> YOUR INSTRUCTIONS:
Return, from the material below, each line in which the word "weeds" is present.

-- RECORDS FOR THIS TASK follows --

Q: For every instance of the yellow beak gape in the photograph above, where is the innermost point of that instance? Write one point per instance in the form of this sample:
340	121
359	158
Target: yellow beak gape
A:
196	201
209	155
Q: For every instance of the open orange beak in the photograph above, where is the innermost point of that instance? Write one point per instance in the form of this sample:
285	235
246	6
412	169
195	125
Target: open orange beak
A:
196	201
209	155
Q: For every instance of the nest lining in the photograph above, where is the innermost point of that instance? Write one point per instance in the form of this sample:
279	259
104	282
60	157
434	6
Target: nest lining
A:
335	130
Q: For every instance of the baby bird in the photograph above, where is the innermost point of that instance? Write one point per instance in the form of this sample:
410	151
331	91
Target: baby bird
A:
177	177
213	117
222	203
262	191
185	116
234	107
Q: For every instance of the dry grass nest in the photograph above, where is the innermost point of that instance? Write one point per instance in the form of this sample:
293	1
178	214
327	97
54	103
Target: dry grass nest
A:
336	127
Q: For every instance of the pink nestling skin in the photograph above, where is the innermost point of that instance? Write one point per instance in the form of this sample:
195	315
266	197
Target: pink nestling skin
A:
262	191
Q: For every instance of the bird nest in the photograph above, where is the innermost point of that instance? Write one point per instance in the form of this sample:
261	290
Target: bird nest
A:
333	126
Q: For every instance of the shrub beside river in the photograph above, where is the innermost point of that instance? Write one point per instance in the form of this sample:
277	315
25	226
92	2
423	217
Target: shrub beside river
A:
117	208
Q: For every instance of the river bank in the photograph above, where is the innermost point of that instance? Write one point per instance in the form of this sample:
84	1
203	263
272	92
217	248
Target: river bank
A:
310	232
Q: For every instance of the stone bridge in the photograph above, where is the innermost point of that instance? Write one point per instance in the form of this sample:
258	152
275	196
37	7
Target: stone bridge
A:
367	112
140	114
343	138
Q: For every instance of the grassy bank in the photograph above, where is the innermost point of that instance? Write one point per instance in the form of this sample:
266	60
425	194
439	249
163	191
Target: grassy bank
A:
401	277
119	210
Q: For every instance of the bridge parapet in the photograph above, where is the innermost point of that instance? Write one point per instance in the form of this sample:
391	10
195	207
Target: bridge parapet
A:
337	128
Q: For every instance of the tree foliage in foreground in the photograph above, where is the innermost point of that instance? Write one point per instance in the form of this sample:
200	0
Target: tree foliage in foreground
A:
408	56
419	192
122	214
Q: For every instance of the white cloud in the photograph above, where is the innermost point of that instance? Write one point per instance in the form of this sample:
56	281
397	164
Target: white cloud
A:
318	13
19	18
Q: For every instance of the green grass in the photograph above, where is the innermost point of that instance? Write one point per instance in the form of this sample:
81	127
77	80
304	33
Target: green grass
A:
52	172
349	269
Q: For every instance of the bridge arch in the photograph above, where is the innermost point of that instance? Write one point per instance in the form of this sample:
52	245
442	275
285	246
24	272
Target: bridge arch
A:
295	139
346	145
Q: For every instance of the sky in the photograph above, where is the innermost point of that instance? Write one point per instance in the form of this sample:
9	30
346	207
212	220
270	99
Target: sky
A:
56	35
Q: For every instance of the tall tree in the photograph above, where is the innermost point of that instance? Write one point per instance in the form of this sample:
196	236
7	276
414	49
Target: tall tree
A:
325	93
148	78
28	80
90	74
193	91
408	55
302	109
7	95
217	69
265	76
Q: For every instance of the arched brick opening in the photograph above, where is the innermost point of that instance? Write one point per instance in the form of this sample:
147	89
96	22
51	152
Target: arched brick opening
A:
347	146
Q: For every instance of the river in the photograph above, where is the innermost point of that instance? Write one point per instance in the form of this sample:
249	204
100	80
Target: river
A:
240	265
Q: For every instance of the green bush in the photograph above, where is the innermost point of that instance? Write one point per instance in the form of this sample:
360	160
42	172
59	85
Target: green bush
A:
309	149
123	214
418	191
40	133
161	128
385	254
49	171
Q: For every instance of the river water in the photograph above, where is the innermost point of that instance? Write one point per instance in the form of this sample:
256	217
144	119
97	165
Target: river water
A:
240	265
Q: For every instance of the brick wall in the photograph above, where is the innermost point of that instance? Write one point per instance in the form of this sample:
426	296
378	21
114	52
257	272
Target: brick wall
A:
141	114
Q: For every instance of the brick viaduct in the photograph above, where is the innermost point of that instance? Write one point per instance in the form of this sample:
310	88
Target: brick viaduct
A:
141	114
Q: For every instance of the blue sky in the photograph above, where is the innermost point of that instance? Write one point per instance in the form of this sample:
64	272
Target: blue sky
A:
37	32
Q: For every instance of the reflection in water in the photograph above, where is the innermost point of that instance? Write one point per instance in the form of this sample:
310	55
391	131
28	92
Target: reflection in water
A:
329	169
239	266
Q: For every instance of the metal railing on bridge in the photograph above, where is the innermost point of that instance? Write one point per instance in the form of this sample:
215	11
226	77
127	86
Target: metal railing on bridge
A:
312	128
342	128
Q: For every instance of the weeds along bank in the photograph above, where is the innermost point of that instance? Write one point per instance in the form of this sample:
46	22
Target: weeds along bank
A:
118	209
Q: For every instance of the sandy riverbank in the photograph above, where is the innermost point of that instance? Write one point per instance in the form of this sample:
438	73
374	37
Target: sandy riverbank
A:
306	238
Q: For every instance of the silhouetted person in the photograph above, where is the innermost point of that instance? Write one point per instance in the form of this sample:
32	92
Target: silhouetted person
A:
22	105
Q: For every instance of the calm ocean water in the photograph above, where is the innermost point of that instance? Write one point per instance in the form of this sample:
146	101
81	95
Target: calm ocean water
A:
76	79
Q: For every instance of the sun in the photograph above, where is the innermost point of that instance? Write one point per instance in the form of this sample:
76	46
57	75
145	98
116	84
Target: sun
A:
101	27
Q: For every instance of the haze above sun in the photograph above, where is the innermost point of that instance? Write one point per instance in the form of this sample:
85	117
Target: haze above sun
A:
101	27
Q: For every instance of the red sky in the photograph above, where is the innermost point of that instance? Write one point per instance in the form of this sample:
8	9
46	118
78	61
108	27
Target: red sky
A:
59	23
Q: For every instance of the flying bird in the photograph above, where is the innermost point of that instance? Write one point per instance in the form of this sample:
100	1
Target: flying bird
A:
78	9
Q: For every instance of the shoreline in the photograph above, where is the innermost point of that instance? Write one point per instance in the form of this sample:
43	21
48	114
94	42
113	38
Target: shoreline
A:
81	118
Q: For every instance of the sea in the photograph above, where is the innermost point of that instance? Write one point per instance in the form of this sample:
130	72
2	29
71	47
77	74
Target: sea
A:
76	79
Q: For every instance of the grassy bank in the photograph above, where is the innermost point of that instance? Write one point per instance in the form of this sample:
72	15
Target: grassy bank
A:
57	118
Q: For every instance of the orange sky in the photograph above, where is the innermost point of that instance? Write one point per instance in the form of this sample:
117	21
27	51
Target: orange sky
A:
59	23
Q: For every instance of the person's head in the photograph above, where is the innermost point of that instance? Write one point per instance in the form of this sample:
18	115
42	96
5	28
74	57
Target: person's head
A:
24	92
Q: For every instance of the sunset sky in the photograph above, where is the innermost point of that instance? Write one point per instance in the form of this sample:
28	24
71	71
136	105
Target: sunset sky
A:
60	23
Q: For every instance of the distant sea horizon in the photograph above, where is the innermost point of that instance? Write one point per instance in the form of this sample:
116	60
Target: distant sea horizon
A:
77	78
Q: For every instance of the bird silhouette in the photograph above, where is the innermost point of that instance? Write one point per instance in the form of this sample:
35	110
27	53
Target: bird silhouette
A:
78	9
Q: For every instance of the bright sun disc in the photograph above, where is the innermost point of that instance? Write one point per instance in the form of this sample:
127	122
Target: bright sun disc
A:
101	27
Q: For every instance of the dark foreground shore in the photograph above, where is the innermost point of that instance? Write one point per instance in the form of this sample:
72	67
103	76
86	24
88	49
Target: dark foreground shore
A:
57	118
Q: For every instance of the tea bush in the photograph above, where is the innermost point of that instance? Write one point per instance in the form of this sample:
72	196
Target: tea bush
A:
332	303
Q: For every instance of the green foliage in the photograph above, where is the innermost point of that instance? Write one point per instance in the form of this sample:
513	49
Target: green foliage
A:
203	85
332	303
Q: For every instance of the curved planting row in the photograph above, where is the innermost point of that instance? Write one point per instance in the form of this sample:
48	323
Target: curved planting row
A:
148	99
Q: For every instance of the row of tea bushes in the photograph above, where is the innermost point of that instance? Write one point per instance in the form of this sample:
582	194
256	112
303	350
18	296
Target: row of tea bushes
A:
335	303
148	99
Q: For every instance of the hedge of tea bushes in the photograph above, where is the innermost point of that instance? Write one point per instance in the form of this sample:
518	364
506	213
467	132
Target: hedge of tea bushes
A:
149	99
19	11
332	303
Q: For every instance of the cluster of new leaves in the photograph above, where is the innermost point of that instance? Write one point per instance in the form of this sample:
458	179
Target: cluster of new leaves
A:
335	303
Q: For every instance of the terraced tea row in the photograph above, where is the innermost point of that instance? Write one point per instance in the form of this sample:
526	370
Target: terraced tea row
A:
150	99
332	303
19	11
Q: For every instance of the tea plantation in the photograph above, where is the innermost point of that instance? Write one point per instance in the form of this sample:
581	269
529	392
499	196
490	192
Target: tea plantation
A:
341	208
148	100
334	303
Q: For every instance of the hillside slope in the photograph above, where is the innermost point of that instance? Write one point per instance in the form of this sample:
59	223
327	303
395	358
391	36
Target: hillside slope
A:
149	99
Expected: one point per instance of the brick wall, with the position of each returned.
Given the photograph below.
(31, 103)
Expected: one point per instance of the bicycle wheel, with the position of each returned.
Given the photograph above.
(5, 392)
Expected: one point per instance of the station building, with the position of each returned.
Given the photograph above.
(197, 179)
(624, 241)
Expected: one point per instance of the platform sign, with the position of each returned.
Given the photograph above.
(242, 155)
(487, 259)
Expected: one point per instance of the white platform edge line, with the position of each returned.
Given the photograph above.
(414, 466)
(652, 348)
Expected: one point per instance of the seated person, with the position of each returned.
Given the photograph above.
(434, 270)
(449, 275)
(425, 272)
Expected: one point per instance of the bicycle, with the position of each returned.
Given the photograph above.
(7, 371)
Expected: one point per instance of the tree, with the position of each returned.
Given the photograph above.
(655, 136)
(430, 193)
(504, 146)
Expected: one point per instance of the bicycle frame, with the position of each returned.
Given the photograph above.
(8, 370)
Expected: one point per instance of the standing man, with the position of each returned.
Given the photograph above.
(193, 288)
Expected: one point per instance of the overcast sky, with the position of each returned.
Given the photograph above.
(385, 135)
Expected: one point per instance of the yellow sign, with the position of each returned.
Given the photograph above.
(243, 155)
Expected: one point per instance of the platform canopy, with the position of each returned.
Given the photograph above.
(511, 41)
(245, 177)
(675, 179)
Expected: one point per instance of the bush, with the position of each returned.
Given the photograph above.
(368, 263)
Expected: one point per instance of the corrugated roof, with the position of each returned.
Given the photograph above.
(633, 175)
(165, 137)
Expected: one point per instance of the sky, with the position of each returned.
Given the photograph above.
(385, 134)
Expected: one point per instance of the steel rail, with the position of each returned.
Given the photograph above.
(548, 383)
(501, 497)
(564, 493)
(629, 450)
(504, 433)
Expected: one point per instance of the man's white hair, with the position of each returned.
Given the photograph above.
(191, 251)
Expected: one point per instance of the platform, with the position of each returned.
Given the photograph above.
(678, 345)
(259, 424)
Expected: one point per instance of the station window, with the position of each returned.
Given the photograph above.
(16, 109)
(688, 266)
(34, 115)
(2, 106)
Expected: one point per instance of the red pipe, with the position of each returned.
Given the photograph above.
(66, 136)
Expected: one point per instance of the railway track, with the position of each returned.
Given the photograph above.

-- RECORDS FOR THIS TASK concluded --

> OUTPUT FOR THIS EXERCISE:
Q: For every instance of the weeds along bank in the photograph above, where is the innermost point of that instance? Write one point per instance in the form of this sample:
Target: weeds along bank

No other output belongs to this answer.